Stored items
_ _ _

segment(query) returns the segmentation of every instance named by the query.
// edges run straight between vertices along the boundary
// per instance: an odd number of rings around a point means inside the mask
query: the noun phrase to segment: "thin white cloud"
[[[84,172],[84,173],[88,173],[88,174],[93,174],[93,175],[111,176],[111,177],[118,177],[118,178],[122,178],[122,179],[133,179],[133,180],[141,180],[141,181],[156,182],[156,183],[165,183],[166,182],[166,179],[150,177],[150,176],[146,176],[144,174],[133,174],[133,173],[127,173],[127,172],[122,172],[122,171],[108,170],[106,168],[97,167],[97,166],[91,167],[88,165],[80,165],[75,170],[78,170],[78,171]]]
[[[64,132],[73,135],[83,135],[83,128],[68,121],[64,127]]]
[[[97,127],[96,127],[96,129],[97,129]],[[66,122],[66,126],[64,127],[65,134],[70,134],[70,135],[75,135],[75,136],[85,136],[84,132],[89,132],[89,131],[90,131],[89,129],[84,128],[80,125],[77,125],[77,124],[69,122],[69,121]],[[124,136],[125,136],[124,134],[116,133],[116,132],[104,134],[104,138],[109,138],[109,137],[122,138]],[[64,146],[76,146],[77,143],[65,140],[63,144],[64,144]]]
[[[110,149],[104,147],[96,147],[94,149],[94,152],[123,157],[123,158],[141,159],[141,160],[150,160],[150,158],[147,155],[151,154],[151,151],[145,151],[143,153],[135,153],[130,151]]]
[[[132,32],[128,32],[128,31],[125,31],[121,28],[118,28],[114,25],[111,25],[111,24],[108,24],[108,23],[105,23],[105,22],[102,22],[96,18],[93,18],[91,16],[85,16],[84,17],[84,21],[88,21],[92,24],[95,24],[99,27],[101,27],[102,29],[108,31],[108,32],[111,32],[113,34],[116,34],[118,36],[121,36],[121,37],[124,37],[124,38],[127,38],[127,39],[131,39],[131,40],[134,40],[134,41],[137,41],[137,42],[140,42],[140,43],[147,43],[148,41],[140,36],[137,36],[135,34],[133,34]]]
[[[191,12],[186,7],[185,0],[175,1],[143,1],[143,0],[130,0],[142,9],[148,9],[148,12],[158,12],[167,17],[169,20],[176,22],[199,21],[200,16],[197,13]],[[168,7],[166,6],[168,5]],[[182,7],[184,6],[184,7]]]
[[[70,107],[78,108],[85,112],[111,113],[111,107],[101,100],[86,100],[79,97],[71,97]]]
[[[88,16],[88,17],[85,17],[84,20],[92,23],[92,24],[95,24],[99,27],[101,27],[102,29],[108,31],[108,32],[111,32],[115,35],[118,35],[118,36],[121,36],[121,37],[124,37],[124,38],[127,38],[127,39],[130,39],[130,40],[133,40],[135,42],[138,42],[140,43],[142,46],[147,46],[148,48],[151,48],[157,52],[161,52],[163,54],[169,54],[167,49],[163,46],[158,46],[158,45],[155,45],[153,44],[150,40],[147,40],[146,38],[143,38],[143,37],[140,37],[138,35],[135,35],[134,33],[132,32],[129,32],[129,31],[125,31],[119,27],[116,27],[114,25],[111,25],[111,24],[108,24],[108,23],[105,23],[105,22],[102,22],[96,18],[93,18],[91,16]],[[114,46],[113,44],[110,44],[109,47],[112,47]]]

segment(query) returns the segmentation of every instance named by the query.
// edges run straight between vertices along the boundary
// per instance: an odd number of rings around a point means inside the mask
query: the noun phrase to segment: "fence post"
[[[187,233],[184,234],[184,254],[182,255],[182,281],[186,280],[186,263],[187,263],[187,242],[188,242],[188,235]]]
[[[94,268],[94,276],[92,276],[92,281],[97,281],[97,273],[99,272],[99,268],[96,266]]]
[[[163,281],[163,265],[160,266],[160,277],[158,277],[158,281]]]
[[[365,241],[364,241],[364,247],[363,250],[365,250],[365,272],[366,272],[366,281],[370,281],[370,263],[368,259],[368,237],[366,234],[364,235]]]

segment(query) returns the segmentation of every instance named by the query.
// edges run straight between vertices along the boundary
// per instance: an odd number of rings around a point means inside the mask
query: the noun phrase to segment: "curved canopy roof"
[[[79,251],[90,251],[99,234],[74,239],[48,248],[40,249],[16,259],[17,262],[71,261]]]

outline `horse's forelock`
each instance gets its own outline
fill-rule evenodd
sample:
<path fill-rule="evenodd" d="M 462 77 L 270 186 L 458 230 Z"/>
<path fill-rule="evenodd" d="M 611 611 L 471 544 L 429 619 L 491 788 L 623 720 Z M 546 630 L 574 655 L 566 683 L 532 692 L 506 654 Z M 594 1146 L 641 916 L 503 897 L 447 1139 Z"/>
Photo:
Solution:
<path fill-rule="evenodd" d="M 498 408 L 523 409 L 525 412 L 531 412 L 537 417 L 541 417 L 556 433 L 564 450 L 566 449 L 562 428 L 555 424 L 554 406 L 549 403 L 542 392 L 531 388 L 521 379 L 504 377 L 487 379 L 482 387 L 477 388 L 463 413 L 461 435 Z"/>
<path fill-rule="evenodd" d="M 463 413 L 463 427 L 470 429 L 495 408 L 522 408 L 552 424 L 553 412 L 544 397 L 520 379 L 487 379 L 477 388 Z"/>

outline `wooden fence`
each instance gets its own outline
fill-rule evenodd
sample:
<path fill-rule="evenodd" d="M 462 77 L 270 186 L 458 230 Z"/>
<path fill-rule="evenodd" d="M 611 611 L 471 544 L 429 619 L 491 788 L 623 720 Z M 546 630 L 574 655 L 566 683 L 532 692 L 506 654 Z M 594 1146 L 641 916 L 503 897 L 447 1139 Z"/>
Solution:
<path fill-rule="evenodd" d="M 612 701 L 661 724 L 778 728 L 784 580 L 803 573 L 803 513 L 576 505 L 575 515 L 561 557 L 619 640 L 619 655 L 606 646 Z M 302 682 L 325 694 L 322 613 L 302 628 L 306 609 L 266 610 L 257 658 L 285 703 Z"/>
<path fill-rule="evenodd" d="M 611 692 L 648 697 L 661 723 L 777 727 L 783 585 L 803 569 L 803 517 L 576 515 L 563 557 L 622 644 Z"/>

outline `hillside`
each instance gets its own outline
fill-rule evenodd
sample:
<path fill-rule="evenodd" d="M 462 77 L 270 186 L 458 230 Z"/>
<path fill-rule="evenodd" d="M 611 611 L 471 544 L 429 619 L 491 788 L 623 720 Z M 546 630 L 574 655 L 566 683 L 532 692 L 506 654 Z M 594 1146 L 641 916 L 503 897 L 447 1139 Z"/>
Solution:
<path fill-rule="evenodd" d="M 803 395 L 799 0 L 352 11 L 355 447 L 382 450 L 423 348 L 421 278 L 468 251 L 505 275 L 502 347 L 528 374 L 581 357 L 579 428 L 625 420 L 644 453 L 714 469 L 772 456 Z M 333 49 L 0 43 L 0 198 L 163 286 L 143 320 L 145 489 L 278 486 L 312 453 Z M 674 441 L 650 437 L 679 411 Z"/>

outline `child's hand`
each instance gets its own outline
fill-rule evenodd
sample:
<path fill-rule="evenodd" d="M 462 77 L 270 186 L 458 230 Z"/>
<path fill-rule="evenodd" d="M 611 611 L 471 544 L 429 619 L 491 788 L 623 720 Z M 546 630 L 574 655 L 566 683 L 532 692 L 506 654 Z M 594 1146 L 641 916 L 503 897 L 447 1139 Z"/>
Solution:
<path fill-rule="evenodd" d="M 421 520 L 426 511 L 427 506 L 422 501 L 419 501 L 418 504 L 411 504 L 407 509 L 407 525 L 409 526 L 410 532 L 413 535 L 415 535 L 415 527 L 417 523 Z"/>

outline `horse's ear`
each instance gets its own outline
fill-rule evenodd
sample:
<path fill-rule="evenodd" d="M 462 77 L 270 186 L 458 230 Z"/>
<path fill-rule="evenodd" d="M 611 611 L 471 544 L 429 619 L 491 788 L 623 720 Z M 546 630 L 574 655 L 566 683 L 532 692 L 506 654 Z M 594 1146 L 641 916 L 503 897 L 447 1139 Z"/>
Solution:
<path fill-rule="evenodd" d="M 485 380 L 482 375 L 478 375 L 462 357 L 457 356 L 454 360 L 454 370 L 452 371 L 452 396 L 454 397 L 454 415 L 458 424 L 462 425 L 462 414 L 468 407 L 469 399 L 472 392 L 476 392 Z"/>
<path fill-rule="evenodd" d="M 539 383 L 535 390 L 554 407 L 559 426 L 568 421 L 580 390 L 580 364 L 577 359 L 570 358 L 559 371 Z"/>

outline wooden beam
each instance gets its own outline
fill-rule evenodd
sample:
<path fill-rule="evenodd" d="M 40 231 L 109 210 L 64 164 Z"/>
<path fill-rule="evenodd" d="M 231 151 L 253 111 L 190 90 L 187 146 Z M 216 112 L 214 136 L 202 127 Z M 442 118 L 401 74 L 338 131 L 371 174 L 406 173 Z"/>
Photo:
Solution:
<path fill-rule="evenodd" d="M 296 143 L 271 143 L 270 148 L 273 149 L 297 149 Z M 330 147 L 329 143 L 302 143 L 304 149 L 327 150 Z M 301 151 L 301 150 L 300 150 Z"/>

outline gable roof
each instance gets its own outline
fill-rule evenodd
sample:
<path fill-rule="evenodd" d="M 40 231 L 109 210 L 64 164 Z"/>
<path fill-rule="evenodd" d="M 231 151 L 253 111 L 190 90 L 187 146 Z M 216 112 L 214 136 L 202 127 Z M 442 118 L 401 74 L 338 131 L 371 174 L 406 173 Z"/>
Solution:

_ _ _

ASSIGNMENT:
Count the lines in the entries above that hold the string "wooden", and give that count without any other text.

RESULT:
2